-------- INFORMATION GIVEN

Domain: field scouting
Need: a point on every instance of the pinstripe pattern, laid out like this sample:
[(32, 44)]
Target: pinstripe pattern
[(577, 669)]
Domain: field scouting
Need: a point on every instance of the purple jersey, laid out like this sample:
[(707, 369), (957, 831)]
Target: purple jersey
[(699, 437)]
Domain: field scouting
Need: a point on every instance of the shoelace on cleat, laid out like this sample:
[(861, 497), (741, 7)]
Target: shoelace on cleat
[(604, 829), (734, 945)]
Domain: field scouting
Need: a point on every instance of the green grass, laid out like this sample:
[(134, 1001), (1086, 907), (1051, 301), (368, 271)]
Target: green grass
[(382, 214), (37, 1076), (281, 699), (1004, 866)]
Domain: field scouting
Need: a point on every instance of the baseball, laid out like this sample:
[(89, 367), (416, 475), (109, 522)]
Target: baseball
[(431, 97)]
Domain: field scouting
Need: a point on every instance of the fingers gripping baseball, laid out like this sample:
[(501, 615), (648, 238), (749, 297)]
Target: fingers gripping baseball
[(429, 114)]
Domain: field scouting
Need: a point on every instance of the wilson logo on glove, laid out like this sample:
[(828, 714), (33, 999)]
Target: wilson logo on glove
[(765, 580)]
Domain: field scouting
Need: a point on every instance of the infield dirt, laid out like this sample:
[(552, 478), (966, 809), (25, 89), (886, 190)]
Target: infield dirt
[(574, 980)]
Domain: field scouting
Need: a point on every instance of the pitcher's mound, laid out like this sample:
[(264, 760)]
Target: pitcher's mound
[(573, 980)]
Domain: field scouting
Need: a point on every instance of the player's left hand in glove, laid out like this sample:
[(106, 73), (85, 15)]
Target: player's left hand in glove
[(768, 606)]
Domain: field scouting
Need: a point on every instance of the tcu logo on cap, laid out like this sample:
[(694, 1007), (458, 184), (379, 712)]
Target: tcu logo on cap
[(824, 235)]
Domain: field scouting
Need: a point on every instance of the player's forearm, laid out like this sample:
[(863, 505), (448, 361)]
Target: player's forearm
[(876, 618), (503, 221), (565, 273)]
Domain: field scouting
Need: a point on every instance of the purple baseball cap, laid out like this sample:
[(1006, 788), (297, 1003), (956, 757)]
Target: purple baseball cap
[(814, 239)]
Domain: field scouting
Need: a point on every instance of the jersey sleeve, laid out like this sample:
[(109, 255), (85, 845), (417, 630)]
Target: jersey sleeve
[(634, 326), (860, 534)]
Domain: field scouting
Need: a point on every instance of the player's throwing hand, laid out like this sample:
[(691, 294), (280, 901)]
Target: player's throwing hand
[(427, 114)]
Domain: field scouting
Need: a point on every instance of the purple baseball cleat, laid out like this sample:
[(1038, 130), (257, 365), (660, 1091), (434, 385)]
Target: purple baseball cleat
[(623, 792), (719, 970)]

----------------
-------- INFORMATION GIVEN

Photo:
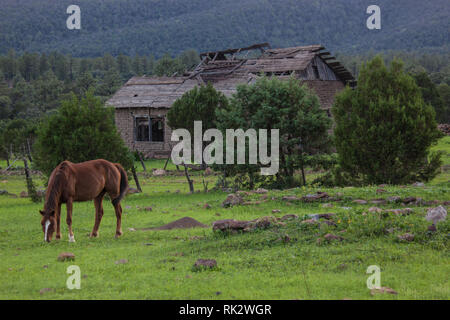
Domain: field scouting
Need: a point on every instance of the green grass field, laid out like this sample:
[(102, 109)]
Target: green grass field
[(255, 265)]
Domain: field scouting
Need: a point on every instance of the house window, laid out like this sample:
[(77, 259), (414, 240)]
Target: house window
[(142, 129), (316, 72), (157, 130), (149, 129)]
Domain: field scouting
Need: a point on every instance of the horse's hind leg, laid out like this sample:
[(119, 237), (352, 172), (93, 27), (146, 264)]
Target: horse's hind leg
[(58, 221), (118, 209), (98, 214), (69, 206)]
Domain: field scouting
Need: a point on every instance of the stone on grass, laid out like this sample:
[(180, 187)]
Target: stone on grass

----------------
-------- INFORMATION GIVEN

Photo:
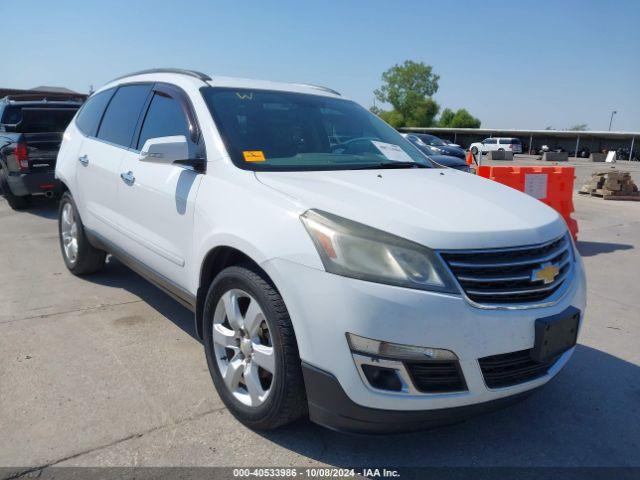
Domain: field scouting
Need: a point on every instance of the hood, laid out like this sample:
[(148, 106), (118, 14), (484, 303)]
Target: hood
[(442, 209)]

----------------

Look above for the line holding "Need: a point on every instance of the pitcher's" and the line holding "Need: a point on every instance of the player's left", then output exactly those two lines and every line between them, nothing more.

WRITTEN ANSWER
Need: a point on every instance of the pitcher's mound, laid out like this sample:
[(264, 760)]
Target: pitcher's mound
[(573, 980)]
Domain: field scouting
Need: a point on every instance of the player's left hand in glove, laid out like this sample:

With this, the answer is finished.